*** Opening DOCUMENT TEXT ***

Python Essentials for Data Engineers

Introduction

You know Python is important for data engineers. But what does knowing Python mean for data engineering? Python is a programming language that supports a wide range of functions; how would you know if you know it well enough for data engineering? If you have

Wondered what aspects of Python you’d need to know to become a data engineer

Questioned your ability to learn Python, especially since Python keeps on adding new things

How to use Python practically for data engineering

Imagine if you could deliver data pipelines that are a joy to maintain.

This post is for you. In it, we will go over the concepts you need to know to use Python effectively for data engineering. Each concept has an associated workbook for practice.

Data is stored on disk and processed in memory

Disk and Memory

When we run a Python (or any language) script, it is run as a process. Each process will use a part of your computer’s memory (RAM). Understanding the difference between RAM and Disk will enable you to write efficient data pipelines; let’s go over them:

  1. Memory is the space used by a running process to store any information that it may need for its operation. The computer’s RAM is used for this purpose.

*** Closing DOCUMENT TEXT ***

## WORK TASK A
Say whether each statement agrees with the post on Python for data engineers, answering yes or no and quoting the words of the post that settle it: (i) every concept covered in the post comes with a workbook for practice; (ii) a running process stores the information it needs on the computer's disk; (iii) running a Python script runs it as a process.
## WORK TASK B
List every item in the post on Python for data engineers that follows the words "If you have" and comes before the sentence beginning "Imagine if you could".

*** Opening PROVIDED INFORMATION ***

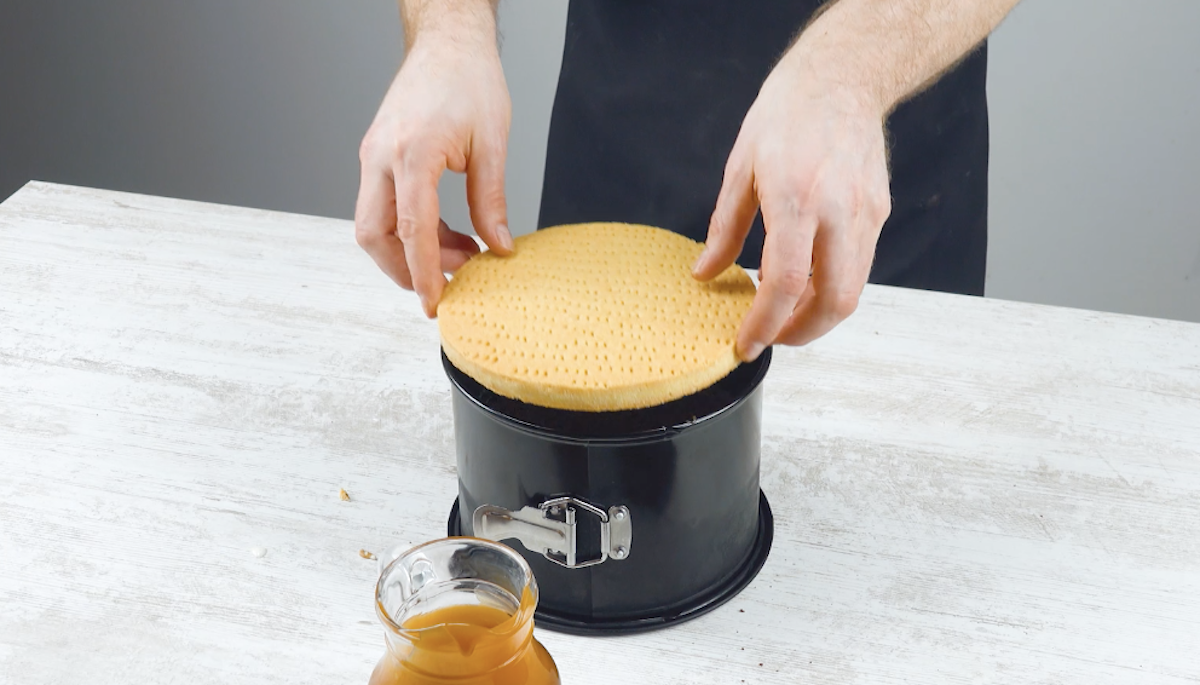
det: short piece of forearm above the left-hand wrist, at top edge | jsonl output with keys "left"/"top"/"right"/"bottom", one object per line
{"left": 400, "top": 0, "right": 499, "bottom": 53}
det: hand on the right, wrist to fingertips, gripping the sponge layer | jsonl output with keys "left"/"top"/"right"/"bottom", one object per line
{"left": 694, "top": 49, "right": 892, "bottom": 361}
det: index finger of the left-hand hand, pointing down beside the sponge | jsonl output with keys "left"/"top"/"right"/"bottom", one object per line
{"left": 392, "top": 160, "right": 446, "bottom": 318}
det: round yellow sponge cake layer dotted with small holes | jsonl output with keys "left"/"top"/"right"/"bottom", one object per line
{"left": 438, "top": 223, "right": 755, "bottom": 411}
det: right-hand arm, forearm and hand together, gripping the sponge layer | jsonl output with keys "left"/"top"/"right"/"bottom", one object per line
{"left": 694, "top": 0, "right": 1018, "bottom": 361}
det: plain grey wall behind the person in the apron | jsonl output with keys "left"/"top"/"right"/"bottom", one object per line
{"left": 0, "top": 0, "right": 1200, "bottom": 322}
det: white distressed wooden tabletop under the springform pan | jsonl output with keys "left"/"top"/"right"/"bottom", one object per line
{"left": 0, "top": 184, "right": 1200, "bottom": 685}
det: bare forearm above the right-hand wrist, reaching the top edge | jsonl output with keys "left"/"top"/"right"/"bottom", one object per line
{"left": 780, "top": 0, "right": 1019, "bottom": 115}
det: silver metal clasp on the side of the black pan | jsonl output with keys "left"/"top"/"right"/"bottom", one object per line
{"left": 472, "top": 497, "right": 634, "bottom": 569}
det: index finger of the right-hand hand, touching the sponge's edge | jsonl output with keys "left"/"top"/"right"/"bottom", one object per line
{"left": 738, "top": 202, "right": 817, "bottom": 361}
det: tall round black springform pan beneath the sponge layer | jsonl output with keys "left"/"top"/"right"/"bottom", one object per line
{"left": 442, "top": 348, "right": 773, "bottom": 635}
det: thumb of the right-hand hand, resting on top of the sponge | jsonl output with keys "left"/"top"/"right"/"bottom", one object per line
{"left": 691, "top": 145, "right": 758, "bottom": 281}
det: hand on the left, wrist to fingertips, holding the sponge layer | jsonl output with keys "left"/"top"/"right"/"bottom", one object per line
{"left": 354, "top": 35, "right": 512, "bottom": 318}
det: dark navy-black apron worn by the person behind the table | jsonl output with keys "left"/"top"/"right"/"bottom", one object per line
{"left": 538, "top": 0, "right": 988, "bottom": 295}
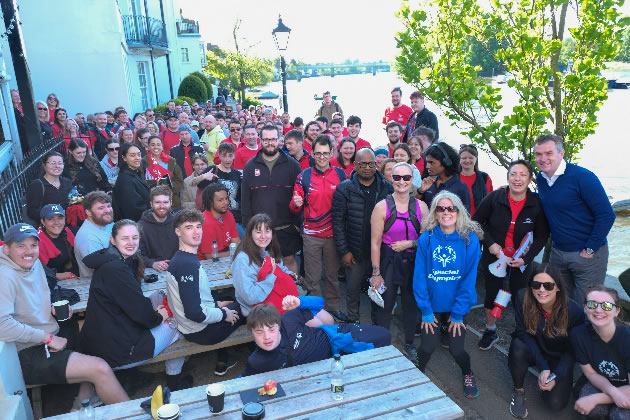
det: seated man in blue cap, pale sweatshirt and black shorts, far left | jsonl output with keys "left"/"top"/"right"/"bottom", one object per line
{"left": 0, "top": 223, "right": 129, "bottom": 408}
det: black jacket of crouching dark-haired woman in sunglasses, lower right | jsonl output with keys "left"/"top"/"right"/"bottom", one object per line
{"left": 512, "top": 289, "right": 586, "bottom": 378}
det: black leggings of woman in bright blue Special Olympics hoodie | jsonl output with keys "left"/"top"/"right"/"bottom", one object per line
{"left": 418, "top": 312, "right": 471, "bottom": 375}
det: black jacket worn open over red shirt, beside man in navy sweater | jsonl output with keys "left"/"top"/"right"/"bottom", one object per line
{"left": 473, "top": 188, "right": 549, "bottom": 264}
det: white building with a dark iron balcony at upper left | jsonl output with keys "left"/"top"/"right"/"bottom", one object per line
{"left": 7, "top": 0, "right": 205, "bottom": 116}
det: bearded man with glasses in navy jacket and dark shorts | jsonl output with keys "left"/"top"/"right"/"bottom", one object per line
{"left": 241, "top": 125, "right": 301, "bottom": 273}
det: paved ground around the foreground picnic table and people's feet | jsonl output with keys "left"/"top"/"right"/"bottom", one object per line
{"left": 43, "top": 276, "right": 580, "bottom": 420}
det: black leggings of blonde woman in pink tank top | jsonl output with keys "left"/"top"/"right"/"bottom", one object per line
{"left": 376, "top": 264, "right": 418, "bottom": 344}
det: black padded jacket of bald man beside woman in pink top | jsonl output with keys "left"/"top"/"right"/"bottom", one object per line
{"left": 332, "top": 171, "right": 394, "bottom": 261}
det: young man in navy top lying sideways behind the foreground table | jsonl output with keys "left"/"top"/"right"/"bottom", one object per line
{"left": 243, "top": 296, "right": 392, "bottom": 376}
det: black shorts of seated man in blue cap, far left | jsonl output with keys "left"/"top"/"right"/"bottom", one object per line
{"left": 18, "top": 315, "right": 79, "bottom": 385}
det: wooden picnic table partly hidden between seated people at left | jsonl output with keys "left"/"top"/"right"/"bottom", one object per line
{"left": 59, "top": 257, "right": 232, "bottom": 312}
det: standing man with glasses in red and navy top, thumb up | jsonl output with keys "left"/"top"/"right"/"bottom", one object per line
{"left": 292, "top": 136, "right": 348, "bottom": 322}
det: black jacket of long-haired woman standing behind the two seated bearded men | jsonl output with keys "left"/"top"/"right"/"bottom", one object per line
{"left": 112, "top": 167, "right": 151, "bottom": 222}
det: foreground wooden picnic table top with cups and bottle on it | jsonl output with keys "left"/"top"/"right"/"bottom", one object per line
{"left": 40, "top": 346, "right": 464, "bottom": 420}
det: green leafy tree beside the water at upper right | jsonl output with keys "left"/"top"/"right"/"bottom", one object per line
{"left": 396, "top": 0, "right": 630, "bottom": 167}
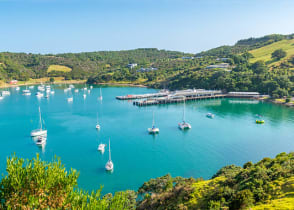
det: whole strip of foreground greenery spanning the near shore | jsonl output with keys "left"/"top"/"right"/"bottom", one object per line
{"left": 0, "top": 153, "right": 294, "bottom": 209}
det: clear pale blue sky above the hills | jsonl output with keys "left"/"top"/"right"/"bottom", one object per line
{"left": 0, "top": 0, "right": 294, "bottom": 53}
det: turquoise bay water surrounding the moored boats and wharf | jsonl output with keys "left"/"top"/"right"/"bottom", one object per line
{"left": 0, "top": 86, "right": 294, "bottom": 193}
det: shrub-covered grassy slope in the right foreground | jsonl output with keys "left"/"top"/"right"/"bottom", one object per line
{"left": 138, "top": 153, "right": 294, "bottom": 209}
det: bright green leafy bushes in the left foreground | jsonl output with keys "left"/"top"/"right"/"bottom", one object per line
{"left": 0, "top": 155, "right": 136, "bottom": 209}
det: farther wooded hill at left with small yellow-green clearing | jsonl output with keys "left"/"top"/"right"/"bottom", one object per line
{"left": 0, "top": 48, "right": 191, "bottom": 81}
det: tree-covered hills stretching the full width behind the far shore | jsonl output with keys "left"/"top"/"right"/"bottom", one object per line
{"left": 0, "top": 34, "right": 294, "bottom": 98}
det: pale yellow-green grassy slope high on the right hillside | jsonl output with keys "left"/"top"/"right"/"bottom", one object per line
{"left": 249, "top": 39, "right": 294, "bottom": 66}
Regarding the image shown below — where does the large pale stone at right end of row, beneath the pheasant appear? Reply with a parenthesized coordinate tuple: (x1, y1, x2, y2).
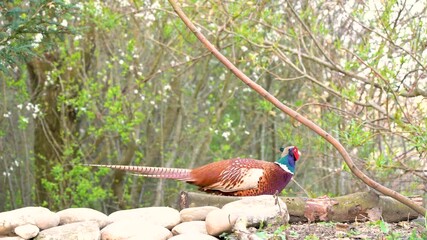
(222, 195, 289, 226)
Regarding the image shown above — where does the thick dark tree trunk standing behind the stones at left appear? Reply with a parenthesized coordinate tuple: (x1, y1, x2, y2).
(27, 54, 76, 208)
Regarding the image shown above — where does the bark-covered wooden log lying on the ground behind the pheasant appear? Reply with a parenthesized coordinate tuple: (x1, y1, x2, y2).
(178, 191, 422, 223)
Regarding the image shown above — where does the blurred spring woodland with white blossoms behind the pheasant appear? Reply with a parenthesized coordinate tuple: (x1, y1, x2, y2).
(0, 0, 427, 212)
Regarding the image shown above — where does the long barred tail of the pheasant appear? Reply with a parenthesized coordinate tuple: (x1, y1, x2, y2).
(87, 164, 191, 181)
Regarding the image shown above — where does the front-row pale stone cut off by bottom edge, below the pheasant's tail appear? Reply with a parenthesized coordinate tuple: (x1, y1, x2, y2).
(101, 219, 172, 240)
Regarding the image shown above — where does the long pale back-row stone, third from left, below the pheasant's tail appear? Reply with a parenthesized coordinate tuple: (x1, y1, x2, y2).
(108, 207, 181, 229)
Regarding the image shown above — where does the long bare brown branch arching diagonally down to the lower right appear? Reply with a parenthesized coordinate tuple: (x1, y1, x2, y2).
(169, 0, 427, 215)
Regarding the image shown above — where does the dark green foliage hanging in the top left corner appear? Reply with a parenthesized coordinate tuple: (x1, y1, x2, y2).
(0, 0, 75, 72)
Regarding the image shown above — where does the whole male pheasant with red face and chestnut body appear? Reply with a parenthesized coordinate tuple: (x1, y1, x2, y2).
(89, 146, 300, 196)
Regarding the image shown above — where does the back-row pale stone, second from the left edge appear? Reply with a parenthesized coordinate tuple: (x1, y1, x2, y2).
(57, 208, 110, 228)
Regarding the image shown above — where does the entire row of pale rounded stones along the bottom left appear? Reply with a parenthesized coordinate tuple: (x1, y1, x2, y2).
(0, 196, 289, 240)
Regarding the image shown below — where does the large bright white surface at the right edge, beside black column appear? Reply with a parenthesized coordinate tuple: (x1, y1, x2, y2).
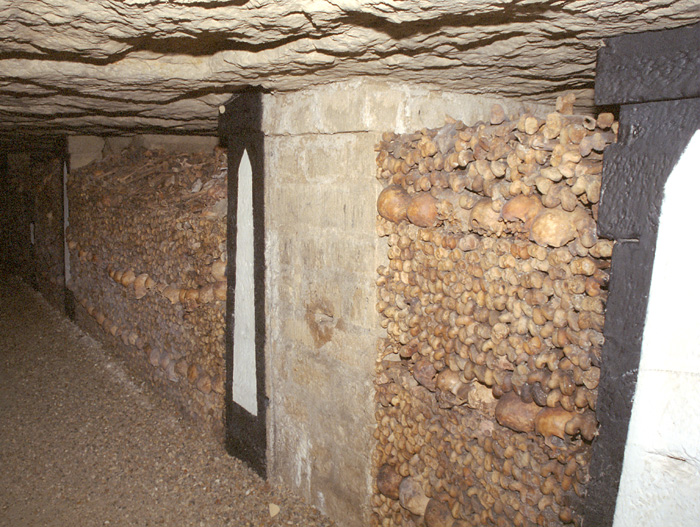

*** Closing PROVIDED INFORMATION ***

## WRITTEN RESPONSE A
(i) Yes: "Each concept has an associated workbook for practice."
(ii) No: "The computer’s RAM is used for this purpose."
(iii) Yes: "it is run as a process."

## WRITTEN RESPONSE B
1. Wondered what aspects of Python you’d need to know to become a data engineer
2. Questioned your ability to learn Python, especially since Python keeps on adding new things
3. How to use Python practically for data engineering